---------- READING PASSAGE
In the Heroine’s Journey Maureen Murdock discusses how “woman’s words” can “influence the experience of others“ through myths and images of the "sacred feminine” (pg. 147). As the syrinx’s instinctive words are etched into culture they give birth to renewal, transforming us through healing powers which accept everything and blame no one, yet also urge us to dig for the gold within ourselves. The syrinx is in the center and comes first. It is simple and grounded. On the other hand, “syntax comes last… and can be thought of… as a / higher form of expression” (stanza 2, lines 1, 3 & 5). When syntax joins with the syrinx they take off and soar, “breaking free of the dry, / the merely fricative / husk of the particular” rising “past saying anything” (stanza 2, lines 11-14).



The depths of our soul, the goddess, the deep dark force of life is associated with the feminine for symbolic purposes only. While a man’s body offers him more freedom in the physical world a woman’s body anchors her in the spiritual world, the unseen realm which exists without really existing at all. This force is not a female or only found in women, just as the ability to rule in the physical realm is not limited to men alone. Women can climb to the tops of the mountains and men can fall to the depths of their abyss. However, from a symbolic stance, it simply makes more sence to associate the dark power of the depths with the feminine and the powers of our skills and might to the masculine and the light of rationality. Like the syrinx and syntax, the masculine and feminine sides of life are set free when they join together and rise past being anything. The question of who is hurt more when the feminine elements of life are ridiculed and chastised may seem simple to answer, but in truth it is hard to say. Women were certainly not the only ones at a loss when the feminine side was thrown overboard in a frantic search for a light strong enough to reign in uncontrollable powers that swallow us again and again. In our search to control Mother Nature we have imprisoned ourselves. Yet if we escape our cells we will surely have more than we did to begin with.



Poetry has a way of representing all layers of the whole in a balanced manner, granting poems the ability to illustrate the depths and dimensions of the deep, dark, feminine elements of life that are lost in the fast pace of our over-paced world. Brining the goddess within out into the open light requires time, patience, love and the option to employ various forms of expression. Each of these four poets has beautifully illustrated a face of the feminine elements of life. Some sides of the goddess are dark and destructive, while others are as good as gold. However, all parts are perfectly natural and a part of the whole, which is not complete without all its parts, and which becomes much greater than the sum of its parts when everything is included.



 
Works Cited

Estes, Clarissa Pinkola. Women Who Run With the Wolves. New York: Ballantine Books, 1992.
Ferguson, Margaret, Mary Jo Salter, and Jon Stallworthy. The Norton Anthology of Poetry. 4th ed. New York: W.W. Norton & Company, 1996.
Murdock, Maureen. The Heroine’s Journey. Boston: Shambhala, 1990.
--------------------
---------- RECORDS PROVIDED
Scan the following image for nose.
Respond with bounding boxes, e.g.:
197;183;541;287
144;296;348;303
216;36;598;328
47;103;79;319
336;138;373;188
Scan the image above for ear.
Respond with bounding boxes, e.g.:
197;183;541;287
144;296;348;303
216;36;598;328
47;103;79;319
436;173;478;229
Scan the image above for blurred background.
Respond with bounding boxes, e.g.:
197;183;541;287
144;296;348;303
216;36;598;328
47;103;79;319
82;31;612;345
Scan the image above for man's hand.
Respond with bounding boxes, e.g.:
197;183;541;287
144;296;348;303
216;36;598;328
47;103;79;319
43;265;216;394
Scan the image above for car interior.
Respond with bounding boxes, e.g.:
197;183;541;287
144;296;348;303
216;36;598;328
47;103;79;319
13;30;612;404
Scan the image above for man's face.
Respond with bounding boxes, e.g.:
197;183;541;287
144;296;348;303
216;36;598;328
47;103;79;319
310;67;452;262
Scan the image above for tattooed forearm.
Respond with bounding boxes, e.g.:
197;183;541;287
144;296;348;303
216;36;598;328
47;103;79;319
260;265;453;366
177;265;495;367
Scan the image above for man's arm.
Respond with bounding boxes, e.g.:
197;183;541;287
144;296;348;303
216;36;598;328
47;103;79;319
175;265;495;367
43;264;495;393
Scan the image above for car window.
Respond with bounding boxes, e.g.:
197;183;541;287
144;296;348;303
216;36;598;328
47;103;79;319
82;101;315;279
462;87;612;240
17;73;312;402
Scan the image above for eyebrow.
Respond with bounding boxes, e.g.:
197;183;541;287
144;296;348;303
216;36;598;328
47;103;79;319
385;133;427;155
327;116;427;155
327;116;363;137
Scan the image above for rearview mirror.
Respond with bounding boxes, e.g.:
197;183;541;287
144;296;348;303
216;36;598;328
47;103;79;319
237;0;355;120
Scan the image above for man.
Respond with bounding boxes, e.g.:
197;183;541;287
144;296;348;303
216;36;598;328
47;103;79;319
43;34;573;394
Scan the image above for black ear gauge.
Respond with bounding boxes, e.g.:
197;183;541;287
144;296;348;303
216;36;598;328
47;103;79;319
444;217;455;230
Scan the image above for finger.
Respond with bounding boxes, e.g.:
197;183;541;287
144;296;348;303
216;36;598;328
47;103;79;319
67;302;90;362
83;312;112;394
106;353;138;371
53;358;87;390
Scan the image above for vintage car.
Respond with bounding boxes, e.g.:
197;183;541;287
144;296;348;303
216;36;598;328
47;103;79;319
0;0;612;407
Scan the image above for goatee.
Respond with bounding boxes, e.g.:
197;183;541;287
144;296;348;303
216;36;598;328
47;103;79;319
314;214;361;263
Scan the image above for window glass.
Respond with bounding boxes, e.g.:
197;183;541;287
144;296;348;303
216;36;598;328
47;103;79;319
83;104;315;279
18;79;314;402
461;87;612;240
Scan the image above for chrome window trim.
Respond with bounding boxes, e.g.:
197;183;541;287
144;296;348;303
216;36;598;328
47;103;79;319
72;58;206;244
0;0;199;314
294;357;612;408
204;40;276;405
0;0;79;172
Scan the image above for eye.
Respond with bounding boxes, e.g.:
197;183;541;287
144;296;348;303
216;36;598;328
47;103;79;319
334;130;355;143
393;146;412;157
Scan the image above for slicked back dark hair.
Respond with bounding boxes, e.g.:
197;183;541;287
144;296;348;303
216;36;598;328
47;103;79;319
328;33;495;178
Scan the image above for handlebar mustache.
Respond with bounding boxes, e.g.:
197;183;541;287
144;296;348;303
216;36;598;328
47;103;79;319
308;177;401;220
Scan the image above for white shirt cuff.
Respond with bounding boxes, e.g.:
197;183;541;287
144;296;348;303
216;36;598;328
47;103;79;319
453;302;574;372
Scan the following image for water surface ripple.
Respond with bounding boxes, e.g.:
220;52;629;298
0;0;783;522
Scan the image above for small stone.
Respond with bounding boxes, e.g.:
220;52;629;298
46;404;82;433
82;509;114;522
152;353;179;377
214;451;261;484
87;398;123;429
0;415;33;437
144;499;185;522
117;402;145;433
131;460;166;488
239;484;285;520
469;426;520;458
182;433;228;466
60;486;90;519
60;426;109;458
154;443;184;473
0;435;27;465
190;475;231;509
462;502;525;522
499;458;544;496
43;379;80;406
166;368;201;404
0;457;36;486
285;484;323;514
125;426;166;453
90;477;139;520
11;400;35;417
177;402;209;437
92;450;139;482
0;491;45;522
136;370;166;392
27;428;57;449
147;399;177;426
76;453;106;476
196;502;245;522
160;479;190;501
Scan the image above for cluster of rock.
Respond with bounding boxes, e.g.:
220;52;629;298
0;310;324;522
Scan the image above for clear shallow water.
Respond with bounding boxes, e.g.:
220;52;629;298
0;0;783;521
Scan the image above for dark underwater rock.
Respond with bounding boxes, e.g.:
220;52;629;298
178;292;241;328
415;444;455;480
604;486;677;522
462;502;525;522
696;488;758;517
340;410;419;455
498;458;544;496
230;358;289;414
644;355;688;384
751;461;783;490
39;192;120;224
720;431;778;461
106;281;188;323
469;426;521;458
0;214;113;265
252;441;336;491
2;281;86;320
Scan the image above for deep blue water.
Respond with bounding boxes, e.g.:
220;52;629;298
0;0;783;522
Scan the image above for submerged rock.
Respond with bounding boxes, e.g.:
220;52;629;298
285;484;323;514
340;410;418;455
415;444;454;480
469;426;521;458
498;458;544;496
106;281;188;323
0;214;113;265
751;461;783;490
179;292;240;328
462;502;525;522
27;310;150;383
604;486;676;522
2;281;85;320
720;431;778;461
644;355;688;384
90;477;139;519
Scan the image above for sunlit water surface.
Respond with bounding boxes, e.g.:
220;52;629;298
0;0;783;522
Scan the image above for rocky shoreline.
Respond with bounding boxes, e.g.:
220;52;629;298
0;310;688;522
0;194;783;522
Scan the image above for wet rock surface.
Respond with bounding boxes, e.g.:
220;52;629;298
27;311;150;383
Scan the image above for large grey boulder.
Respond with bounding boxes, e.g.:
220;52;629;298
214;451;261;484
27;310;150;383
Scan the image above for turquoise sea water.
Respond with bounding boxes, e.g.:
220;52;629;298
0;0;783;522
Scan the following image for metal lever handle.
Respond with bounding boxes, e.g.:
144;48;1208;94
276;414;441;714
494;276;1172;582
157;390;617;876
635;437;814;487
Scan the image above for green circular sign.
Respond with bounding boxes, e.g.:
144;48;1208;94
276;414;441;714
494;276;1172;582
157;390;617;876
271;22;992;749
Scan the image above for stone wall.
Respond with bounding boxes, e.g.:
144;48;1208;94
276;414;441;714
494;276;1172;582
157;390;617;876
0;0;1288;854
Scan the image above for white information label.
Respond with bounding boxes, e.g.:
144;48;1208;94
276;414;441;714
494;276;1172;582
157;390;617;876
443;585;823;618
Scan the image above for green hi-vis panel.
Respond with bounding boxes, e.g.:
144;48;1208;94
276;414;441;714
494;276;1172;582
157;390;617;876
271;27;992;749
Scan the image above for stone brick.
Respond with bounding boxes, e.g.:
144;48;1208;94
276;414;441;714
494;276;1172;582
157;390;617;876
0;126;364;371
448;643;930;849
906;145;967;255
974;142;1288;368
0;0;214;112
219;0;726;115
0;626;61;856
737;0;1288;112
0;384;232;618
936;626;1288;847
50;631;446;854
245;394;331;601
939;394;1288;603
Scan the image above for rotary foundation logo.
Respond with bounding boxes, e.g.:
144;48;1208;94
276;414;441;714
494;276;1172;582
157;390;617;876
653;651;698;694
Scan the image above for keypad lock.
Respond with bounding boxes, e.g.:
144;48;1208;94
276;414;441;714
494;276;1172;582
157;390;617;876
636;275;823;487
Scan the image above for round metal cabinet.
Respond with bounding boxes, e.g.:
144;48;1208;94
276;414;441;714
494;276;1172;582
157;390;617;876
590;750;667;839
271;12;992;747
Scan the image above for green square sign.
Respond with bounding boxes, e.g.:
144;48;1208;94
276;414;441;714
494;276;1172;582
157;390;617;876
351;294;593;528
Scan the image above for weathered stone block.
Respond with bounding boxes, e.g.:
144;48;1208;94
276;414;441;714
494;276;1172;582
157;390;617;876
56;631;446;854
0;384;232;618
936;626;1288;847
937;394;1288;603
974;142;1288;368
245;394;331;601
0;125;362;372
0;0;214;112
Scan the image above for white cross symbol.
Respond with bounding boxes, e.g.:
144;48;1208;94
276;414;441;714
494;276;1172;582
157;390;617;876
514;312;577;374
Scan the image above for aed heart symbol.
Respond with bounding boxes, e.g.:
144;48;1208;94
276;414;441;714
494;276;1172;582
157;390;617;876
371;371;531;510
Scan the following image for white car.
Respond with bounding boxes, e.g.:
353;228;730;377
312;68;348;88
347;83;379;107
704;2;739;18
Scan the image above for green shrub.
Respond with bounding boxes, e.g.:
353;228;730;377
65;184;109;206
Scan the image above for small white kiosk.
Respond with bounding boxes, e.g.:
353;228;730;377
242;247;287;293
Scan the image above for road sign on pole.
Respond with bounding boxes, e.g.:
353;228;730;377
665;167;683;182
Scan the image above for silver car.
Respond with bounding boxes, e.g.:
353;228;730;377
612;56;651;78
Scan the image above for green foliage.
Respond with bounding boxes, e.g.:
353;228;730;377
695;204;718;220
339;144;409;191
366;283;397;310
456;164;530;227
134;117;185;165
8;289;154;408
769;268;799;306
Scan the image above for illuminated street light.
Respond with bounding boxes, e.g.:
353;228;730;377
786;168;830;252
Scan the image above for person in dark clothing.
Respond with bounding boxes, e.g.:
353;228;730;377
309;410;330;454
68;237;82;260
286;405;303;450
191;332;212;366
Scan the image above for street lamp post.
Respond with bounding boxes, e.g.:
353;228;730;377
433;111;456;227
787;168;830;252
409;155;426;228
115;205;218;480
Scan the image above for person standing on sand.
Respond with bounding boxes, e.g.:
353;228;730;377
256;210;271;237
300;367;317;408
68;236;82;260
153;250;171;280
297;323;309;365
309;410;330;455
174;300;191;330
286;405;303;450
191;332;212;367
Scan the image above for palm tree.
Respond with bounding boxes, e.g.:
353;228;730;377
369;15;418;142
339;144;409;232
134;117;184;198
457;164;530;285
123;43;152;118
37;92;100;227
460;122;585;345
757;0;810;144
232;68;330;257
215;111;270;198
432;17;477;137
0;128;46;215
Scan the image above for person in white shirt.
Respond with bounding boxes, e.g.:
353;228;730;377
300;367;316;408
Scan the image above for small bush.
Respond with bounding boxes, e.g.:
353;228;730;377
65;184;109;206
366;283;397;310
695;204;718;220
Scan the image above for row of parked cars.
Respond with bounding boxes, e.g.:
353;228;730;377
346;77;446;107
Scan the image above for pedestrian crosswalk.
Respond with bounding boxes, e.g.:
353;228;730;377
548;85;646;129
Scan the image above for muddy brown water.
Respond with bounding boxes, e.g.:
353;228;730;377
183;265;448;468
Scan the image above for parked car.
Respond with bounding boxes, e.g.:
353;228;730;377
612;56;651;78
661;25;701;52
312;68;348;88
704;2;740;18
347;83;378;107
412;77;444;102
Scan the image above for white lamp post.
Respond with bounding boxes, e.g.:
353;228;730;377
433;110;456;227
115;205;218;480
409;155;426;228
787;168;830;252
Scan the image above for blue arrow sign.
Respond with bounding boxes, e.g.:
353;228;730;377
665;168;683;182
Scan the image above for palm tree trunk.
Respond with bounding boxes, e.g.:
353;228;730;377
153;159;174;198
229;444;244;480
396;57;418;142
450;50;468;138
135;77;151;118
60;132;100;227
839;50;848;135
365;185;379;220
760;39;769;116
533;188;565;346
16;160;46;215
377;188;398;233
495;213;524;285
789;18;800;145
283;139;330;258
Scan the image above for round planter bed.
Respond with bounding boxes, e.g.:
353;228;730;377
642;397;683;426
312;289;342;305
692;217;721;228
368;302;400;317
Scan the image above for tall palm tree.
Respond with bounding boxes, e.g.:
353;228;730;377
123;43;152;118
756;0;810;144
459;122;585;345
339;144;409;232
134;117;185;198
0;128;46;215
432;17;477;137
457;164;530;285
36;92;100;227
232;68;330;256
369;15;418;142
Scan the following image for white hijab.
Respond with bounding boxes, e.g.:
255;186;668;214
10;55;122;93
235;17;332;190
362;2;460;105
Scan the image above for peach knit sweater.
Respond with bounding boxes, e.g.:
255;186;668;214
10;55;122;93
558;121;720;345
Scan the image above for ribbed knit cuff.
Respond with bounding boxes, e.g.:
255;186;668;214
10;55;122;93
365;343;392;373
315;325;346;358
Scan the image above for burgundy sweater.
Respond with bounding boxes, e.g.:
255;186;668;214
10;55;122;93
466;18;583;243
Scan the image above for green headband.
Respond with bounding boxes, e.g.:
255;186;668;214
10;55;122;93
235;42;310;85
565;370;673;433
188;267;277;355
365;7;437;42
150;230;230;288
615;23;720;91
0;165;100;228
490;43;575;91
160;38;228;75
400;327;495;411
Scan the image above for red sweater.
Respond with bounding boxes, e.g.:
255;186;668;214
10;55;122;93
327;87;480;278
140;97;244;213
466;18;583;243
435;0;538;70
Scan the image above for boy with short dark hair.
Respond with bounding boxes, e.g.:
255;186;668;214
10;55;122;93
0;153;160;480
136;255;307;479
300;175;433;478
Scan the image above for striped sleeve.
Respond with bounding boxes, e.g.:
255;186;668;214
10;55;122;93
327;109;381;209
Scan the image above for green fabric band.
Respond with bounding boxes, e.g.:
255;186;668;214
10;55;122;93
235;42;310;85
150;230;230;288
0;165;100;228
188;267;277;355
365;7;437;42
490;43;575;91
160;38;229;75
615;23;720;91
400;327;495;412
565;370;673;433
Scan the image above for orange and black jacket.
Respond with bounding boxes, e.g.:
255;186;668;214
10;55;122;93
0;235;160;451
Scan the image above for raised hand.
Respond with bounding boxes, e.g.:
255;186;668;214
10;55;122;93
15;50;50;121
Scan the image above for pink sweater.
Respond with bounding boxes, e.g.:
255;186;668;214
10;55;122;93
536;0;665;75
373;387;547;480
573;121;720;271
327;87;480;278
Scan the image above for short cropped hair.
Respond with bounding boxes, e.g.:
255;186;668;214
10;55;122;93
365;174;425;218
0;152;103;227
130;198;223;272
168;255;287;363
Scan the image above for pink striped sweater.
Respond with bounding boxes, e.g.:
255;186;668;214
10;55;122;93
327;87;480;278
--------------------
# WHAT THIS EXERCISE ASKS
A. Reproduce everything in the essay on the feminine from "Estes, Clarissa Pinkola." down to "Boston: Shambhala, 1990.".
B. According to the essay on the feminine, in which world does a woman's body anchor her?
The records were taken from a different source than the essay.

# RESPONSES TO THE EXERCISE
A.
Estes, Clarissa Pinkola. Women Who Run With the Wolves. New York: Ballantine Books, 1992.
Ferguson, Margaret, Mary Jo Salter, and Jon Stallworthy. The Norton Anthology of Poetry. 4th ed. New York: W.W. Norton & Company, 1996.
Murdock, Maureen. The Heroine’s Journey. Boston: Shambhala, 1990.

B. The spiritual world.